LIST OF TASKS:
A. In the creative intelligence write-up, which of the three components of campaign production requires judgment, context, and taste?
B. Reproduce word for word the passage of the creative intelligence write-up starting at "See how these" and ending at "context, and taste.".

Floma  ·  Design Engineering  ·  Solo Build  ·  2025 – 2026

Beyond image generation: engineering creative intelligence

Most AI image generation projects focus on the generation. I focused on the direction. This is a complete creative intelligence system — designed, architected, and built entirely solo — that encodes brand aesthetics and campaign strategy into reusable infrastructure, then executes them at scale.

See how these visuals became production campaigns: AI Campaign Assembly →

20–30 Brand-specific assets per campaign
8 Enterprise brands
10minutes To generate a full campaign set

Core Problem

The obvious solution wasn't the right one

Marketing campaign production breaks down into three components: content creation, creative development, and production design. Content and production design are largely linear and deterministic — with structured prompts and modular assembly, they can be automated reliably. Creative development is different. It translates strategy into emotionally resonant visual abstractions, requiring judgment, context, and taste.

In the pursuit of end-to-end campaign automation, the biggest bottleneck wasn't generating visuals. It was deciding what visuals to generate.

DATA EXTRACT:

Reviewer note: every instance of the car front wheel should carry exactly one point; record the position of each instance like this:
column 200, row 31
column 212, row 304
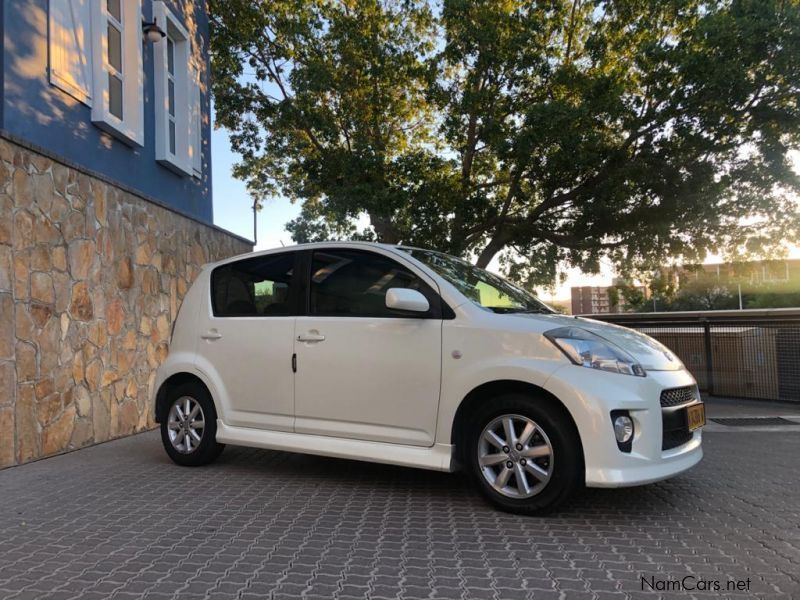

RESULTS:
A. Creative development.

B.
See how these visuals became production campaigns: AI Campaign Assembly →

20–30 Brand-specific assets per campaign
8 Enterprise brands
10minutes To generate a full campaign set

Core Problem

The obvious solution wasn't the right one

Marketing campaign production breaks down into three components: content creation, creative development, and production design. Content and production design are largely linear and deterministic — with structured prompts and modular assembly, they can be automated reliably. Creative development is different. It translates strategy into emotionally resonant visual abstractions, requiring judgment, context, and taste.